**Extracted text:**
Excerpt from CoStar
The GSA's $2 increase in U.S. lodging per diem allowances for fiscal year 2023 could lead U.S. hoteliers to cut back on government rates to save rooms for higher-paying leisure, group and business travelers.
The U.S. General Services Administration’s increase in lodging per diems for 2023 received a relatively lukewarm reception from hoteliers, who say many hotels may end up abandoning negotiated rates for government employees in favor of higher-paying demand segments.
The increase from $96 to $98 for the continental United States per diem rates is good news after two years of rates staying flat because of the COVID-19 pandemic, but hoteliers found it difficult to get excited about what amounted to roughly a 2% increase.
A review of U.S. hotel monthly average daily rates from Oct. 1, 2021, through the end of July 2022 shows that rates grew from $135.04 to $159.16, a 17.8% increase. Broken down by chain scale, rates increased from $70.54 to $79.74 at economy hotels and from $95.07 to $110.23 at midscale hotels. Upper-midscale hotels reported ADR increased from $120.55 to $137.42 while upscale rates grew from $141.12 to $163.79.
The lodging per diem rate increase is a mixed bag, said Jennifer Driscoll, vice president of revenue management at McNeill Hotel Company. It’s good that the rate increased after two years without increases, she said, but the $2 increase in nightly rates isn’t proportional to the needs of hotels.
Labor costs have grown past 25%, and inflation has compounded over the past few years to 16%.
“A 2% increase is very hard, based on what we’re going through right know, and we don’t expect any of that to change into the next year,” she said.

**Extracted records:**
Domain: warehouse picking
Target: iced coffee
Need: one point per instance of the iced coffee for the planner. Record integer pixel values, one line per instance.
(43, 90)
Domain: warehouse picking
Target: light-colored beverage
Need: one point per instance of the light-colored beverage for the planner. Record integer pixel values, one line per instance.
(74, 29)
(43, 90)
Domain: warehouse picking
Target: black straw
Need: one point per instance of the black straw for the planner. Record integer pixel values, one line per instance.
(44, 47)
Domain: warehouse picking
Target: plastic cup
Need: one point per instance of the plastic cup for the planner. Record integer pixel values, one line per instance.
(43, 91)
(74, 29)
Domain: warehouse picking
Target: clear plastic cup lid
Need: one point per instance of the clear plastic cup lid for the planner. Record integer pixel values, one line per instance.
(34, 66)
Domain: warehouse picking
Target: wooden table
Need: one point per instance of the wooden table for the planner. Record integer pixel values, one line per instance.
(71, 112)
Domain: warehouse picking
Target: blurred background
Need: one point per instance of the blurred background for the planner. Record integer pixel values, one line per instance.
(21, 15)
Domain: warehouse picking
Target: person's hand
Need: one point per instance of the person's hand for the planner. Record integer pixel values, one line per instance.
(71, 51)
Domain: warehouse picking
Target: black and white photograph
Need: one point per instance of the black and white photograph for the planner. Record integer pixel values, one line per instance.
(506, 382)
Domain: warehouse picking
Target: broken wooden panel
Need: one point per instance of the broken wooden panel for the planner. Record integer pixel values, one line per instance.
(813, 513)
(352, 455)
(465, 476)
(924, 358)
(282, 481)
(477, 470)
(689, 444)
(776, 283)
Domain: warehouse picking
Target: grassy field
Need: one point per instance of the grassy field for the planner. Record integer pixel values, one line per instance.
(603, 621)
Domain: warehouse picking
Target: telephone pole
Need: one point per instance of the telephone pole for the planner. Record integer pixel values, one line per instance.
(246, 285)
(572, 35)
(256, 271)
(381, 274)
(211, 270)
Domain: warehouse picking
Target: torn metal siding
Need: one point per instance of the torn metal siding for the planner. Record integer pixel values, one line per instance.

**Exercises to complete:**
A. Translate this sentence from the CoStar excerpt on lodging per diems into Spanish: "Labor costs have grown past 25%, and inflation has compounded over the past few years to 16%."
B. According to the CoStar excerpt on lodging per diems, what position does Jennifer Driscoll hold?
C. Carry on the CoStar excerpt about the 2023 lodging per diem increase, picking up after its final sentence.

**Answers to each task:**
A. Los costos laborales han superado el 25 %, y la inflación se ha acumulado en los últimos años hasta llegar al 16 %.

B. She is vice president of revenue management at McNeill Hotel Company.

C.
Revenue Strategy for Government Rates
With the $2 increase, $98 is the standard hotel reimbursement rate for federal travelers during fiscal year 2023 starting Oct. 1, 2022. There are markets in the U.S. where rates will change by different values based on those individual market conditions. The GSA provides a search tool here to look at specific markets.
The meals and incidentals standard rate remained at $59 while certain markets allow up to $79.
The per diem rate did not change for many of the hotels in McNeill Hotel Company’s portfolio, Driscoll said. Others, such as its beach hotels, benefited from rate increases.
Because of the generally low per diem rate increase, Driscoll said she believes the government rates will get yielded out more often next year as hotel demand recovers. The government rates will be hotels’ lowest rates, for the most part, she said.
“As hoteliers, we have to look to see an optimal return,” she said.
Jason LaBarge, senior vice president at HP Hotels, said he also believes the low increase in per diem lodging rates compared to hotel ADR growth could cause hoteliers to shut off the availability of government rates.
“As business continues to return and we’re seeing more and more corporate travel through the second quarter and the third quarter, there’s not going to be as much need for that fill business, especially during the week Monday through Friday,” he said.